[Spatial annotation records]
* * * *

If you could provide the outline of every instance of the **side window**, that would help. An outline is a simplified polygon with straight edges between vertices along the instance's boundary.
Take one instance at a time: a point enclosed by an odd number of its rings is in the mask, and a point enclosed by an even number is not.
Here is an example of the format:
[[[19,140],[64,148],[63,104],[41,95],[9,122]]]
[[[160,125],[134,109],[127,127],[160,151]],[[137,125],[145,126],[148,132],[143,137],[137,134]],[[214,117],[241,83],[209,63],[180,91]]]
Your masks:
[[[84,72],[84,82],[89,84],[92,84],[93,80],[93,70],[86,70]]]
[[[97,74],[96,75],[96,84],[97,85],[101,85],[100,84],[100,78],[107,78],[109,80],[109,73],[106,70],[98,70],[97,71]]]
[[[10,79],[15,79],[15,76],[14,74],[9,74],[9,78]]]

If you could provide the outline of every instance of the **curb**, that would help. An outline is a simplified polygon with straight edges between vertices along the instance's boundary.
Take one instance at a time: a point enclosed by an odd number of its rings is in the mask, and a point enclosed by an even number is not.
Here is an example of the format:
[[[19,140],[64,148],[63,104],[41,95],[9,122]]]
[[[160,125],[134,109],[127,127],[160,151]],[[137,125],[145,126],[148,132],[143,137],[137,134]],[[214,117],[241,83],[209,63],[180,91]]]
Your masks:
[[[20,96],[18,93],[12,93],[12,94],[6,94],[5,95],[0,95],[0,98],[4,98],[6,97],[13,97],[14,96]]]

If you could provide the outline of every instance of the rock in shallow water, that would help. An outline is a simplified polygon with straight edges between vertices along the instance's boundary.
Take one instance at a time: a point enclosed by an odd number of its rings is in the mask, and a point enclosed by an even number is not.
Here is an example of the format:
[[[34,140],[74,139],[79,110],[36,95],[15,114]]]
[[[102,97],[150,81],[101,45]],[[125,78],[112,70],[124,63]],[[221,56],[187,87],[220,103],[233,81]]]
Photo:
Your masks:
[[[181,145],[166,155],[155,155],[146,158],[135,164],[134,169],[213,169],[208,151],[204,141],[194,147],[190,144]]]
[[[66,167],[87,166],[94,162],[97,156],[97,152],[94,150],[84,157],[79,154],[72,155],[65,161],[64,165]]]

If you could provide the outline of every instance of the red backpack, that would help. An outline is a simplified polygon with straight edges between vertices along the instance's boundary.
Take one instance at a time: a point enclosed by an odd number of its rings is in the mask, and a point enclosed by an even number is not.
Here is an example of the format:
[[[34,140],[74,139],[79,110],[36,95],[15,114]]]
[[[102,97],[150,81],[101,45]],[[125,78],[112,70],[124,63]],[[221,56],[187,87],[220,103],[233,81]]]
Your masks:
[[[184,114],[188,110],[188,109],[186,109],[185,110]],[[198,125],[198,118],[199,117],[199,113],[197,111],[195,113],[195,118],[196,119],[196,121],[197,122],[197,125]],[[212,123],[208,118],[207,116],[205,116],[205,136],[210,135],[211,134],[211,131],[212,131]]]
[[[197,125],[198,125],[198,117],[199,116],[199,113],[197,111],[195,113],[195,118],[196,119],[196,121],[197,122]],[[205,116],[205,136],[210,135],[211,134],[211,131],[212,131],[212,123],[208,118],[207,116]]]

* * * *

> **Written task**
Please copy all of the lines above, putting "reduced polygon" wherever "simplified polygon" appears and leaving everything else unchanged.

> **Problem solution**
If you could provide the outline of every instance of the **side window**, that would help. An outline is a reduced polygon with straight edges between vertices along the instance's boundary.
Take one instance at a time: a point enclosed by an odd number of its rings is in the mask, and a point enclosed by an even number is not.
Here is an example of the format:
[[[19,140],[64,148],[63,104],[41,95],[9,122]]]
[[[160,125],[134,109],[127,127],[160,151]],[[137,125],[145,126],[148,132],[143,137],[137,134]],[[214,117],[241,83],[209,63],[180,91]]]
Your masks:
[[[84,72],[84,82],[89,84],[92,84],[93,80],[93,70],[86,70]]]
[[[97,74],[96,75],[96,84],[97,85],[101,85],[100,84],[100,78],[107,78],[109,80],[109,73],[106,70],[98,70],[97,71]]]
[[[10,79],[15,79],[15,76],[14,74],[9,74],[9,78]]]

If you could provide the outline of every instance of the **curb**, that would help. An outline is a reduced polygon with straight edges between vertices along the instance's boundary.
Take one instance at a time: a point enclosed by an odd number of its rings is in the mask, and a point enclosed by an even number is not.
Here is an example of the format:
[[[19,140],[64,148],[63,104],[41,95],[9,122]]]
[[[160,125],[134,109],[127,127],[160,151]],[[137,125],[145,126],[148,132],[143,137],[137,134]],[[214,117],[241,83],[209,63],[180,91]]]
Your masks:
[[[20,96],[18,93],[12,93],[12,94],[6,94],[5,95],[0,95],[0,98],[4,98],[6,97],[13,97],[14,96]]]

If you could provide the outline of every instance of the rock in shallow water, that would help. An outline is a reduced polygon with straight edges between vertices along the instance's boundary.
Take one instance at a time: a point enclosed by an odd number of its rings is in the mask, and a point enclosed by an even number is not.
Here is an example of the format:
[[[34,140],[74,139],[79,110],[36,95],[15,114]]]
[[[102,97],[150,81],[101,45]],[[125,78],[112,70],[124,63]],[[221,56],[187,87],[220,103],[233,81]]]
Photo:
Your masks:
[[[181,145],[166,155],[155,155],[146,158],[135,164],[134,169],[213,169],[208,151],[204,141],[194,147],[190,144]]]
[[[66,167],[87,166],[94,162],[97,156],[97,152],[94,150],[84,157],[79,154],[72,155],[65,161],[64,165]]]

If you could provide the outline of every instance of the red backpack, that would help. An outline is a reduced polygon with straight edges between vertices along the instance's boundary.
Take one instance at a time: a point enclosed by an odd number of its rings is in the mask, and a point enclosed by an even number is not.
Here is an example of the format:
[[[34,140],[74,139],[79,110],[36,95],[15,114]]]
[[[102,97],[150,81],[101,45]],[[125,78],[112,70],[124,63]],[[221,56],[187,87],[220,103],[233,81]]]
Your masks:
[[[184,114],[188,110],[188,109],[186,109],[185,110]],[[198,125],[198,118],[199,117],[199,113],[197,111],[195,113],[195,118],[196,119],[196,121],[197,122],[197,125]],[[212,123],[208,118],[207,116],[205,116],[205,136],[210,135],[211,134],[211,131],[212,131]]]
[[[197,125],[198,125],[198,117],[199,116],[199,113],[197,111],[195,113],[195,118],[196,119],[196,121],[197,122]],[[205,116],[205,136],[210,135],[211,134],[211,131],[212,131],[212,123],[208,118],[207,116]]]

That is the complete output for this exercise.